Exercise goal: Your answer should be one number, the count of lines in the entries holding the word "skin".
________________________
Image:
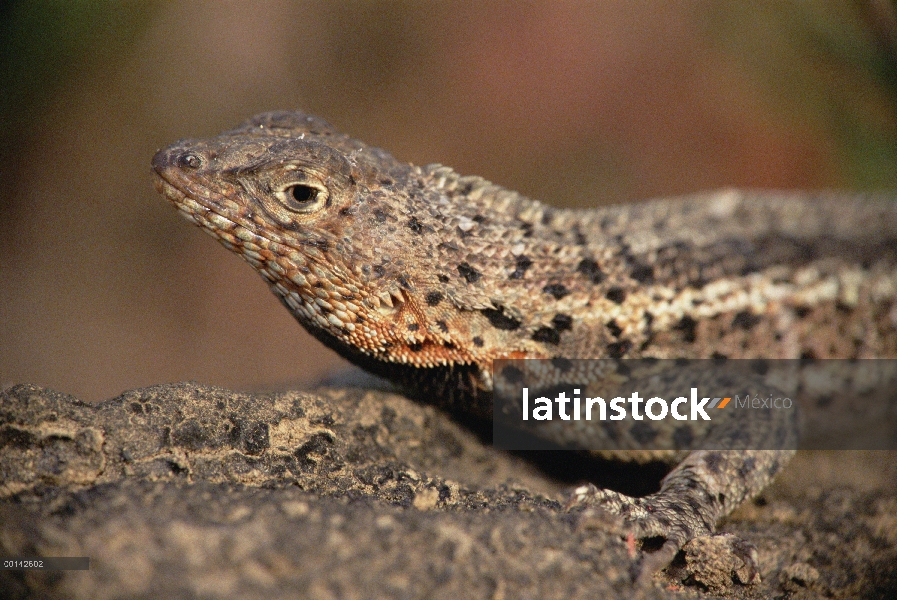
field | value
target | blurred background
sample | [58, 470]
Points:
[103, 287]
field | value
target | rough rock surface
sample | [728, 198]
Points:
[184, 491]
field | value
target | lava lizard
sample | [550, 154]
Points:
[425, 276]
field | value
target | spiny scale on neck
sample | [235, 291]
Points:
[422, 267]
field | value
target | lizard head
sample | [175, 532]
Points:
[342, 232]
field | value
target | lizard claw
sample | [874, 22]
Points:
[666, 524]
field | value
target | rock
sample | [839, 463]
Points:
[184, 491]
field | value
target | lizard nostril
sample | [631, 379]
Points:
[189, 160]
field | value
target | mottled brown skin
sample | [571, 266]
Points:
[425, 276]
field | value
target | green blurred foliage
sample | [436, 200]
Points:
[45, 45]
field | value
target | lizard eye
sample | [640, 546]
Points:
[302, 198]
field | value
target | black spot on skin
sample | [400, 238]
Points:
________________________
Finished exercise: 2